** begin Listed entries **

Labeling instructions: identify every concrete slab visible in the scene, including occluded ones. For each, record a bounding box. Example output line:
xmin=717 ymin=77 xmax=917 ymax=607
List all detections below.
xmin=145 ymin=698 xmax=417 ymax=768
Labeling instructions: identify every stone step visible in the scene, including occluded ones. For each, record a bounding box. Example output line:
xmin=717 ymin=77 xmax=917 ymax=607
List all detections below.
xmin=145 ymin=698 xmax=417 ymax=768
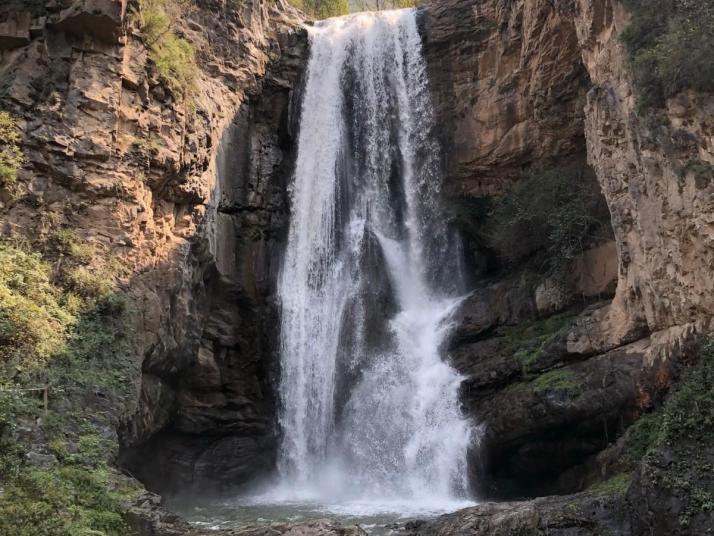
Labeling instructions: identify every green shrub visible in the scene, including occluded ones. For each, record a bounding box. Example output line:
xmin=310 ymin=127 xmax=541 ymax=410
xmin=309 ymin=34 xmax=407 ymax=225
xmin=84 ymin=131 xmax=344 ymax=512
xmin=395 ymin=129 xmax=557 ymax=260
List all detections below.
xmin=0 ymin=244 xmax=76 ymax=369
xmin=0 ymin=241 xmax=140 ymax=536
xmin=622 ymin=0 xmax=714 ymax=107
xmin=486 ymin=167 xmax=612 ymax=276
xmin=531 ymin=369 xmax=581 ymax=396
xmin=0 ymin=111 xmax=24 ymax=197
xmin=290 ymin=0 xmax=350 ymax=19
xmin=139 ymin=0 xmax=198 ymax=97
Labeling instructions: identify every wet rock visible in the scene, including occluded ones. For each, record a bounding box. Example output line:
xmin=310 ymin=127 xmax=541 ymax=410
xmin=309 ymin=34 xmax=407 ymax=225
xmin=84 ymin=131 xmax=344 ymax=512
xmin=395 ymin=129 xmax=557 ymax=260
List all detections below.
xmin=463 ymin=342 xmax=647 ymax=497
xmin=126 ymin=492 xmax=191 ymax=536
xmin=405 ymin=495 xmax=631 ymax=536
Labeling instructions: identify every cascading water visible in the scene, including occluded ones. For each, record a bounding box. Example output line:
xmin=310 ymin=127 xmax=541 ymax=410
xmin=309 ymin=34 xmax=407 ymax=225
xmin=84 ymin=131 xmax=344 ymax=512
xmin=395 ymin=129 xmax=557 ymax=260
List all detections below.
xmin=278 ymin=6 xmax=470 ymax=509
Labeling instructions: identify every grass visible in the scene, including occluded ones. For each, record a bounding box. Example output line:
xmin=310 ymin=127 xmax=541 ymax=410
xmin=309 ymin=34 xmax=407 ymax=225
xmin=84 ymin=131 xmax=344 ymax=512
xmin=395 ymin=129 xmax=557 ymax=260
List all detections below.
xmin=586 ymin=473 xmax=632 ymax=496
xmin=0 ymin=240 xmax=140 ymax=536
xmin=502 ymin=310 xmax=579 ymax=377
xmin=530 ymin=369 xmax=582 ymax=396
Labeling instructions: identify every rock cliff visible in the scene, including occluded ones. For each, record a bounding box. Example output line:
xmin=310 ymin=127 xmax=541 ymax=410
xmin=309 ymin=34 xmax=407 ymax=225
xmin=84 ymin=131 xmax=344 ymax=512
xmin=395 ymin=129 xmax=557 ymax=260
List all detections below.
xmin=412 ymin=0 xmax=714 ymax=534
xmin=0 ymin=0 xmax=306 ymax=498
xmin=0 ymin=0 xmax=714 ymax=535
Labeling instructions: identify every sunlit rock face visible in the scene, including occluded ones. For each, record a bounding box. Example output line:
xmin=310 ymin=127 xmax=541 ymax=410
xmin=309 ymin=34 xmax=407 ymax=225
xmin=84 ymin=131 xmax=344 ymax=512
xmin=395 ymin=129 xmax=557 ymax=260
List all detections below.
xmin=422 ymin=0 xmax=714 ymax=530
xmin=122 ymin=22 xmax=307 ymax=493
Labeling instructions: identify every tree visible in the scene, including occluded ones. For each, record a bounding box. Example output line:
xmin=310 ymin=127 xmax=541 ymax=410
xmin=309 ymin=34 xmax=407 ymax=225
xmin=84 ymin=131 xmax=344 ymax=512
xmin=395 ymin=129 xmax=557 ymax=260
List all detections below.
xmin=353 ymin=0 xmax=417 ymax=11
xmin=290 ymin=0 xmax=350 ymax=19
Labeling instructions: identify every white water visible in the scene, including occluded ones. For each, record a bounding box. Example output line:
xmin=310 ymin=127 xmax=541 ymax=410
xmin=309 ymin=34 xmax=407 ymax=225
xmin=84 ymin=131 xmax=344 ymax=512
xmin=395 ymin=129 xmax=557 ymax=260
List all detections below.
xmin=268 ymin=10 xmax=470 ymax=515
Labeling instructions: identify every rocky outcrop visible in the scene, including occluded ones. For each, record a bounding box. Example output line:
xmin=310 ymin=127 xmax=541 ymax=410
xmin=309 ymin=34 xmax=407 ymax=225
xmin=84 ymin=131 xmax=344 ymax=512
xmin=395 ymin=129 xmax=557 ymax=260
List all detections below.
xmin=0 ymin=0 xmax=306 ymax=491
xmin=405 ymin=495 xmax=629 ymax=536
xmin=422 ymin=0 xmax=714 ymax=510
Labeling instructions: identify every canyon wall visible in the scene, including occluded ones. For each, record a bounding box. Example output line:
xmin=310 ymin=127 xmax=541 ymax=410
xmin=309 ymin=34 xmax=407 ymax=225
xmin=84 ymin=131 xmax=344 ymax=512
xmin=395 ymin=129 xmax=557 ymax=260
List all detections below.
xmin=0 ymin=0 xmax=306 ymax=491
xmin=422 ymin=0 xmax=714 ymax=534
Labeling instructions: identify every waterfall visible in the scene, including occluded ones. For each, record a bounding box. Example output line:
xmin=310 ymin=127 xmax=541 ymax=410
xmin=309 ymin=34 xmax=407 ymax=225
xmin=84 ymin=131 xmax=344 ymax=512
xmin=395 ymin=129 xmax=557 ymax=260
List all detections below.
xmin=278 ymin=10 xmax=470 ymax=510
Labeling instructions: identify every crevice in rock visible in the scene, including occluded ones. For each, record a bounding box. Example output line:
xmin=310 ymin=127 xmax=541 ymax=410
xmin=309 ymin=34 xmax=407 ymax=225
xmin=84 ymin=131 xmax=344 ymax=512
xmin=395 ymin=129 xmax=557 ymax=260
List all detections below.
xmin=120 ymin=31 xmax=307 ymax=494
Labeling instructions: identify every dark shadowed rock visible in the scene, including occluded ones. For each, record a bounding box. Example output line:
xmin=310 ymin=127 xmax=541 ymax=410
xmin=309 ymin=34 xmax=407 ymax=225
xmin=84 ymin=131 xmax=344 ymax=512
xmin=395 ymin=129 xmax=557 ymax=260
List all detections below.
xmin=55 ymin=0 xmax=127 ymax=43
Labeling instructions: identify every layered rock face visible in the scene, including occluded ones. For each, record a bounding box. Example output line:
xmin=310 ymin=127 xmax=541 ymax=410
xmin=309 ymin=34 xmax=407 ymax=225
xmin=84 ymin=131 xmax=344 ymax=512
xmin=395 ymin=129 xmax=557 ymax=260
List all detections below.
xmin=422 ymin=0 xmax=589 ymax=197
xmin=0 ymin=0 xmax=306 ymax=491
xmin=419 ymin=0 xmax=714 ymax=534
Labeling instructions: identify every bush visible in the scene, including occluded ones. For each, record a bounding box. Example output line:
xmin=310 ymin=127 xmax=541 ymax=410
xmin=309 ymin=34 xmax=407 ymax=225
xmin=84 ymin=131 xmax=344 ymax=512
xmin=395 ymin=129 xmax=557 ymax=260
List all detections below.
xmin=487 ymin=166 xmax=612 ymax=276
xmin=0 ymin=244 xmax=76 ymax=369
xmin=0 ymin=112 xmax=24 ymax=197
xmin=622 ymin=0 xmax=714 ymax=107
xmin=139 ymin=0 xmax=198 ymax=97
xmin=290 ymin=0 xmax=350 ymax=19
xmin=0 ymin=240 xmax=140 ymax=536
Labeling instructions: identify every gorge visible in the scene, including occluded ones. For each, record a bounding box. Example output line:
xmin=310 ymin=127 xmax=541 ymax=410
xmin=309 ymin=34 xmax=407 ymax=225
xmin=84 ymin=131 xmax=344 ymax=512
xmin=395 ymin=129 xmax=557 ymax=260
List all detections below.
xmin=0 ymin=0 xmax=714 ymax=536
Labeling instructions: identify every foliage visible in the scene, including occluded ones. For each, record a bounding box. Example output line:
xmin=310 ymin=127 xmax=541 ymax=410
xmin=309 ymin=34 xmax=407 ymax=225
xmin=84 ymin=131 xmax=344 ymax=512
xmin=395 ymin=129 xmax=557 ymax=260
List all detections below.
xmin=622 ymin=0 xmax=714 ymax=107
xmin=502 ymin=309 xmax=579 ymax=376
xmin=139 ymin=0 xmax=198 ymax=97
xmin=487 ymin=167 xmax=612 ymax=276
xmin=352 ymin=0 xmax=417 ymax=11
xmin=0 ymin=465 xmax=138 ymax=536
xmin=0 ymin=111 xmax=24 ymax=197
xmin=0 ymin=245 xmax=76 ymax=371
xmin=531 ymin=369 xmax=580 ymax=396
xmin=587 ymin=473 xmax=632 ymax=495
xmin=290 ymin=0 xmax=350 ymax=19
xmin=0 ymin=240 xmax=139 ymax=536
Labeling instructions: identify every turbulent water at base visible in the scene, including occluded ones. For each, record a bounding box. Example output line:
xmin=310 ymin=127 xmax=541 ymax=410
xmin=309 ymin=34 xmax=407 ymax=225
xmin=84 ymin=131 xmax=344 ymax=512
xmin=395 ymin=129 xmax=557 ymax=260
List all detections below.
xmin=174 ymin=10 xmax=472 ymax=535
xmin=272 ymin=6 xmax=470 ymax=510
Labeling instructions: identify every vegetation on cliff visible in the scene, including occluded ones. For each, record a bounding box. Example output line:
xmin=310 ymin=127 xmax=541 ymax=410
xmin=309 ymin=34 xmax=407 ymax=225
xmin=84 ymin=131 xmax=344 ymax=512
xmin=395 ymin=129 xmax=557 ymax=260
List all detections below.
xmin=137 ymin=0 xmax=198 ymax=97
xmin=0 ymin=239 xmax=139 ymax=536
xmin=486 ymin=167 xmax=611 ymax=276
xmin=622 ymin=0 xmax=714 ymax=106
xmin=290 ymin=0 xmax=350 ymax=19
xmin=0 ymin=111 xmax=24 ymax=197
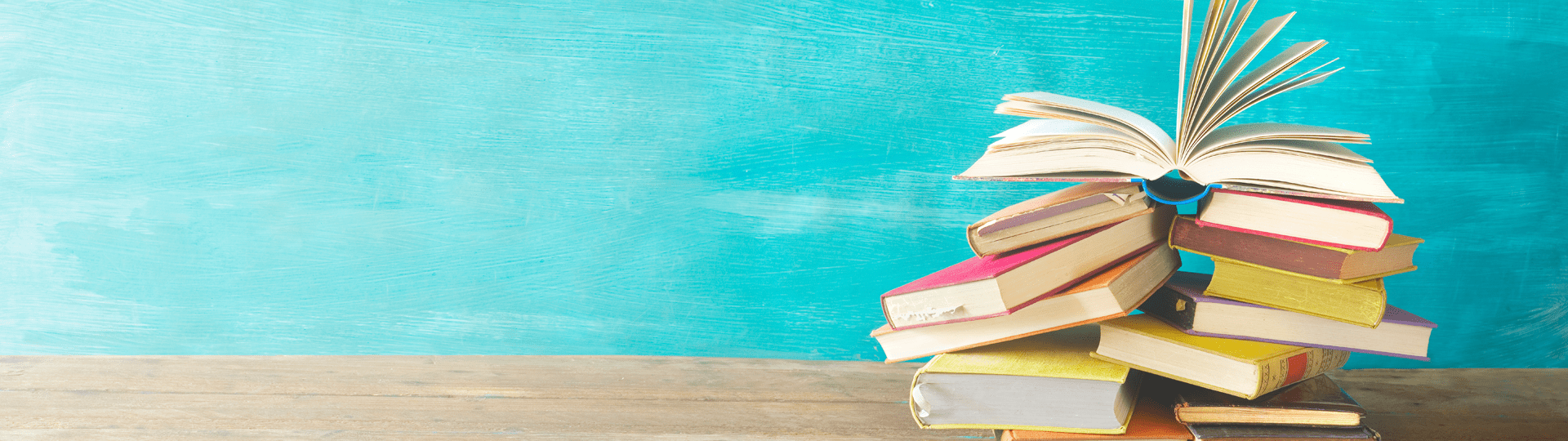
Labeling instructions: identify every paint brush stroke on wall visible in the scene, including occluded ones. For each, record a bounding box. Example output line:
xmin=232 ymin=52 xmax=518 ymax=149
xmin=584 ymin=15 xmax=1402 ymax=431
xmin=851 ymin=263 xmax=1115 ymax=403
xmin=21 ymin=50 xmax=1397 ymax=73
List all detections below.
xmin=0 ymin=0 xmax=1568 ymax=368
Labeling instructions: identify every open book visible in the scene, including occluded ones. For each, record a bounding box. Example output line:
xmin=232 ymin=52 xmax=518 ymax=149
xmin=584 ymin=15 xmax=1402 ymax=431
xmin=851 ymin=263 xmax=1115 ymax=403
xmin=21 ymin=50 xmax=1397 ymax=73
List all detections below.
xmin=955 ymin=0 xmax=1403 ymax=204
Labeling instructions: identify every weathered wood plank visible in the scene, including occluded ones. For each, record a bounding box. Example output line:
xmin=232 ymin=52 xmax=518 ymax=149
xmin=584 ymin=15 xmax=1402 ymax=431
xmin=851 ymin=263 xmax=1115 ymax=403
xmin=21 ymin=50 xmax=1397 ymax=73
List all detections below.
xmin=0 ymin=356 xmax=990 ymax=439
xmin=1330 ymin=369 xmax=1568 ymax=441
xmin=0 ymin=356 xmax=1568 ymax=441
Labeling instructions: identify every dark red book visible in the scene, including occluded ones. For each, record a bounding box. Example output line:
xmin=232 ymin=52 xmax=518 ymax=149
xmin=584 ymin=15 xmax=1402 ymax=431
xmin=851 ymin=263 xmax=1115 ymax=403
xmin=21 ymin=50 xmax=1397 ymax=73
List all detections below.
xmin=1187 ymin=424 xmax=1383 ymax=441
xmin=881 ymin=206 xmax=1176 ymax=330
xmin=1198 ymin=189 xmax=1394 ymax=251
xmin=1171 ymin=216 xmax=1423 ymax=279
xmin=1173 ymin=375 xmax=1365 ymax=427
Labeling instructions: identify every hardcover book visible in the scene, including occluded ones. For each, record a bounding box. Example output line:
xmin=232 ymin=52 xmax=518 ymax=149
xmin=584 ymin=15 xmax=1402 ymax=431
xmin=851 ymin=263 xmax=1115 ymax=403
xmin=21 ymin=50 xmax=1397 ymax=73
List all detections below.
xmin=955 ymin=0 xmax=1403 ymax=204
xmin=1169 ymin=215 xmax=1422 ymax=279
xmin=910 ymin=325 xmax=1142 ymax=433
xmin=872 ymin=247 xmax=1181 ymax=363
xmin=1205 ymin=257 xmax=1416 ymax=328
xmin=1174 ymin=375 xmax=1365 ymax=427
xmin=1138 ymin=273 xmax=1438 ymax=361
xmin=1093 ymin=314 xmax=1350 ymax=400
xmin=999 ymin=395 xmax=1192 ymax=441
xmin=1187 ymin=424 xmax=1383 ymax=441
xmin=968 ymin=182 xmax=1154 ymax=256
xmin=881 ymin=206 xmax=1176 ymax=330
xmin=1198 ymin=190 xmax=1394 ymax=251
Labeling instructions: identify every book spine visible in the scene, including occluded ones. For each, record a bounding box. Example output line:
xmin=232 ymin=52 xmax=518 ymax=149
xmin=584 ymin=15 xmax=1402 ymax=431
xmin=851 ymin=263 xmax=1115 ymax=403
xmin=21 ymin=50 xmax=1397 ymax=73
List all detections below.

** end Listed entries **

*Exercise goal*
Copy out everything from the line with "Labeling instructions: identify every stone" up to and including the line with "xmin=278 ymin=6 xmax=470 ymax=509", swapping "bounding box" for "rectangle" and changing nothing else. Leave the pictures out of your answer.

*Answer*
Labeling instructions: identify every stone step visible in the scene, including occluded ones. For each, record a rectangle. Example output line:
xmin=717 ymin=77 xmax=917 ymax=607
List all detections below.
xmin=145 ymin=698 xmax=417 ymax=768
Labeling instructions: identify every green shrub visible in the scene, including occluded ones. For each, record a rectangle. Example output line:
xmin=310 ymin=127 xmax=541 ymax=410
xmin=309 ymin=34 xmax=407 ymax=225
xmin=84 ymin=131 xmax=344 ymax=512
xmin=395 ymin=129 xmax=557 ymax=260
List all detections below.
xmin=0 ymin=244 xmax=76 ymax=369
xmin=0 ymin=241 xmax=140 ymax=536
xmin=622 ymin=0 xmax=714 ymax=107
xmin=486 ymin=167 xmax=612 ymax=276
xmin=531 ymin=369 xmax=581 ymax=396
xmin=0 ymin=111 xmax=24 ymax=197
xmin=290 ymin=0 xmax=350 ymax=19
xmin=139 ymin=0 xmax=198 ymax=97
Labeling instructions: identify every wet rock visible in the scene, including occluded ones. For each, record a rectangle. Example output line:
xmin=310 ymin=127 xmax=541 ymax=410
xmin=309 ymin=34 xmax=407 ymax=225
xmin=84 ymin=131 xmax=344 ymax=512
xmin=395 ymin=129 xmax=557 ymax=260
List all detections below.
xmin=463 ymin=342 xmax=647 ymax=497
xmin=126 ymin=492 xmax=191 ymax=536
xmin=405 ymin=495 xmax=631 ymax=536
Labeling instructions: identify every cascading water visible in the scene, including occluded ones. For each, record a rectangle. Example output line:
xmin=310 ymin=127 xmax=541 ymax=410
xmin=309 ymin=34 xmax=407 ymax=225
xmin=84 ymin=131 xmax=344 ymax=512
xmin=395 ymin=129 xmax=557 ymax=260
List all detections below.
xmin=278 ymin=6 xmax=470 ymax=509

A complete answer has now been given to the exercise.